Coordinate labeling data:
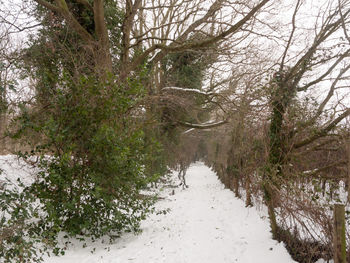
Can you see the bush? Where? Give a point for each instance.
(92, 160)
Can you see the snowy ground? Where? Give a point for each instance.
(206, 224)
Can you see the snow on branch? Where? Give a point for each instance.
(203, 125)
(190, 90)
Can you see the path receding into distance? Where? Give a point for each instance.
(206, 224)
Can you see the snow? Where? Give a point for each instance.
(206, 224)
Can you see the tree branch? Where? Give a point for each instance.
(324, 131)
(202, 126)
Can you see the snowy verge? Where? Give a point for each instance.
(206, 224)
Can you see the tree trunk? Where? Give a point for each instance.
(339, 245)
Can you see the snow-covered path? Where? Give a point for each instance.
(206, 224)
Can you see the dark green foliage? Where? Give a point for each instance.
(90, 183)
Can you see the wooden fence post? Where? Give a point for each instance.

• **GOAL**
Copy out all of the rows above word for word, omitting the pictures.

• **SOLUTION FOR THIS PROBLEM**
Can you see the bush? Where? Give a point for each instance.
(92, 160)
Can you see the snowy ground? Where? Give a point for each instance.
(206, 224)
Can you see the snow on branch? Where? Give a point for each instance.
(203, 125)
(190, 90)
Can you see the path receding into distance? Where? Give a point for each instance.
(206, 224)
Can you see the snow? Where? Give a point for each instance.
(206, 224)
Can you see the tree branch? Where? Give a point for each instance.
(324, 131)
(202, 126)
Can you see the snowy verge? Where? Give a point for each instance.
(206, 224)
Can you see the tree trunk? Where? Give a point for each instance.
(339, 245)
Can you see the snow-covered path? Where? Give a point for each instance.
(206, 224)
Can you see the dark green foliage? Where? Give a point for each instance.
(90, 183)
Can you see the wooden fence post? Where? Give a point for each instance.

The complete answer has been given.